**EXCERPTED TEXT**
######

# buying a second hand car



## JAH123 (Aug 30, 2014)

After 10 years of not having a car (taxis are really cheap in Nicaragua  ) it is time to own one again.

Not wanting to spend much, around 5,000 euro it will be a second hand one which raises a of of questions like:

1 In Holland a second hand car comes with a certificate proving it mileage. Is there something similar in Spain? If so what is it called and can it be trusted?

2 If buying from a private person, what paper does the seller have to show to prove it is really his?

3 Any thoughts on where to insure my car at low rates, third party damage only?

4 Common pitfalls?


Any input will be appreciated.


----------



## VFR (Dec 23, 2009)

Look at this thread ..............
http://www.expatforum.com/expats/spain-expat-forum-expats-living-spain/810962-cheap-motor.html


----------



## JAH123 (Aug 30, 2014)

Thanks, but it doesn't really answer any of my questions.


----------



## snikpoh (Nov 19, 2007)

JAH123 said:


> After 10 years of not having a car (taxis are really cheap in Nicaragua  ) it is time to own one again.

######

(Excerpts from point annotation data)
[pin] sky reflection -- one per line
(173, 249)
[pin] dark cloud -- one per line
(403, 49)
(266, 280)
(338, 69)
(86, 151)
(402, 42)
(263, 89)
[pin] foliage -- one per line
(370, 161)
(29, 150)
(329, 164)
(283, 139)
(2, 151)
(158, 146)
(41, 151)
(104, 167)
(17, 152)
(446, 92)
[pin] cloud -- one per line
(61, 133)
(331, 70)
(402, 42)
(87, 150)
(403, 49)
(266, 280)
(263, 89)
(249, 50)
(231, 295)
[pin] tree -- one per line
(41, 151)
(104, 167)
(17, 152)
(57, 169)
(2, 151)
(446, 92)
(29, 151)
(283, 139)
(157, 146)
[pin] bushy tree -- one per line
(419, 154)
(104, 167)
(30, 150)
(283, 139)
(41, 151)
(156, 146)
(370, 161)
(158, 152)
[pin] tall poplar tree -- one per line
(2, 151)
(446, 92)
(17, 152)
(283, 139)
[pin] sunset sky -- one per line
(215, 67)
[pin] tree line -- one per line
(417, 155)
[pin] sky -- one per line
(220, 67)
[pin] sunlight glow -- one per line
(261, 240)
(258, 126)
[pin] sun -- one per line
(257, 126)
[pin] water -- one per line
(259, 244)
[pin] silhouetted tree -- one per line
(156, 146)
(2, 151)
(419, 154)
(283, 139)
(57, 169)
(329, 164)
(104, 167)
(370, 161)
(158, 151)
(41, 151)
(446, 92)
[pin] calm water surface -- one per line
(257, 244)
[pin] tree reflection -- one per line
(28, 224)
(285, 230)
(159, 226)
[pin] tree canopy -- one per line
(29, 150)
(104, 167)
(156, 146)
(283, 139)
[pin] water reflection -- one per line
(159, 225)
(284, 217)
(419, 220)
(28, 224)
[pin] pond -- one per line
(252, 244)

######

**CHALLENGES**
(1) Repeat part of the forum thread on buying a second hand car word for word. Begin at the words "2 If buying" and stop after "party damage only?".
(2) Carry on the forum thread about buying a second hand car from where it stops.

**EXERCISE RESULTS**
(1)
2 If buying from a private person, what paper does the seller have to show to prove it is really his?

3 Any thoughts on where to insure my car at low rates, third party damage only?

(2)
> 
> Not wanting to spend much, around 5,000 euro it will be a second hand one which raises a of of questions like:
> 
> ...


1) Service histories should show this or the ITV will show recorded mileage
2)The the legal documents show who is the legal owner. If it's not in the correct name, walk away
3) many people swear by Linea Directa but there are loads of good, Spanish insurance companies. Just remember that it's the car that's insured and not the driver.

Using a gestor will help sort out whether there are debts outstanding on the car. You can do it yourself but I would always recommend a gestor.


----------



## JAH123 (Aug 30, 2014)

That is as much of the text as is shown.